Fragment tekstu
● ● ● ● ● ● ●
Nasza Loteria SR - pasek na kartach artykułów

Ruch wahadłowy, czyli remont drogi

Stanisław Bartosik
Nic tak nie oburza jak urzędnicza niekompetencja. Tym bardziej, że płacą za nią zwykli ludzie, a nie ci, którzy bezsensowne decyzje podejmowali.

Tak będzie również i tym razem, chociaż przy odrobinie dobrej woli i myśleniu dalej niż na centymetr, mogło być inaczej.

Dziś rozpoczyna się generalny remont drogi na Kubalonkę. Oznacza to, że licząca 10,5 tysiąca mieszkańców Beskidzka Trójwieś (Istebna, Koniaków, Jaworzynka) zostanie praktycznie odcięta od świata. Wyjazd do odległej o 15 kilometrów, a leżącej przecież po sąsiedzku Wisły, stanie się całodniową wyprawą. Chyba, że do Zameczku wpadnie prezydent RP. Wtedy zarówno wyjazd z domu jak i powrót do niego stanie się nierealny. Z zamykaniem drogi biegnącej obok rezydencji przez BOR-owców mieliśmy już do czynienia. Zresztą już samo mówienie o objeździe, w sytuacji gdy koło Zameczku ruch może odbywać się jedynie wahadłowo, jest mówiąc delikatnie nadużyciem.
● ● ● ● ● ● ●
Dane wejściowe
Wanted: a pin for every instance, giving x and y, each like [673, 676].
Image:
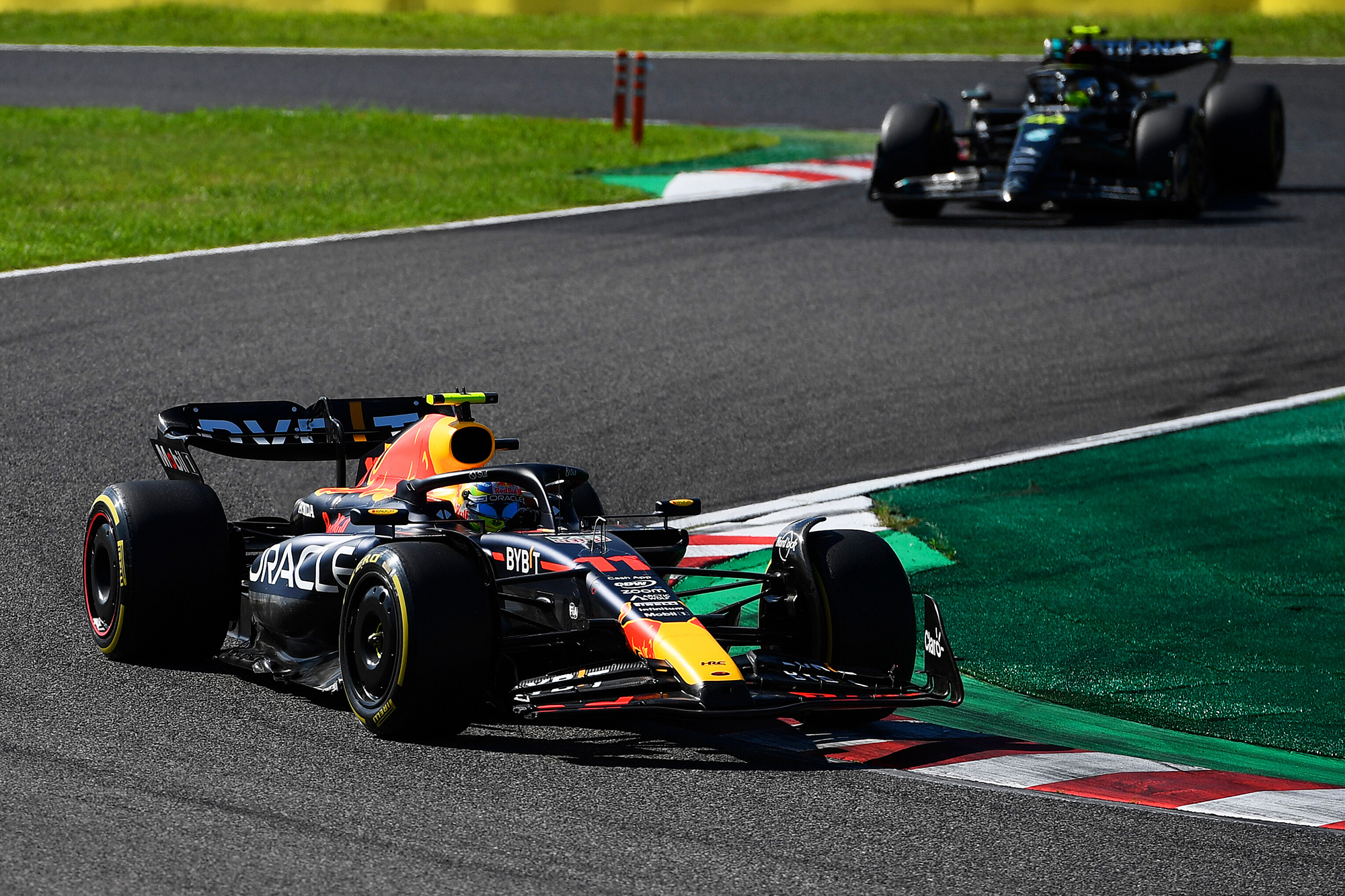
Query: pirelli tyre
[867, 618]
[419, 641]
[158, 572]
[1245, 124]
[1169, 146]
[917, 140]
● ● ● ● ● ● ●
Zadania i ćwiczenia
A - Powiel dokładnie wszystkie wiersze z sekcji „Dane wejściowe”, pomijając w odpowiedzi obrazy.
B - Proszę podjąć tekst o remoncie drogi na Kubalonkę i dopisać jego dalszy ciąg od miejsca, w którym kończy się fragment.

Oczekiwane odpowiedzi
A -
Wanted: a pin for every instance, giving x and y, each like [673, 676].
Image:
Query: pirelli tyre
[867, 618]
[419, 641]
[158, 572]
[1245, 124]
[1169, 146]
[917, 140]

B -
Górale mają dobrą pamięć i w najbliższych wyborach samorządowych zapewne dadzą temu wyraz. Tym bardziej, że nie mają wątpliwości, iż przy odrobinie dobrej woli i umiejętnościach negocjacji można było sprawę załatwić inaczej. Nie od dziś z Istebnej do Wisły Czarne można przemieszczać się drogą przez Stecówkę. Biegnie ona m.in. przez tereny zarządzane przez Lasy Państwowe i w tym najprawdopodobniej tkwi przyczyna niemożności korzystania z niej. Ale co mieszkańców Istebnej obchodzi, że rządzący lasami, Wisłą i Trójwsią nie potrafią się dogadać i nie chcą im pomóc?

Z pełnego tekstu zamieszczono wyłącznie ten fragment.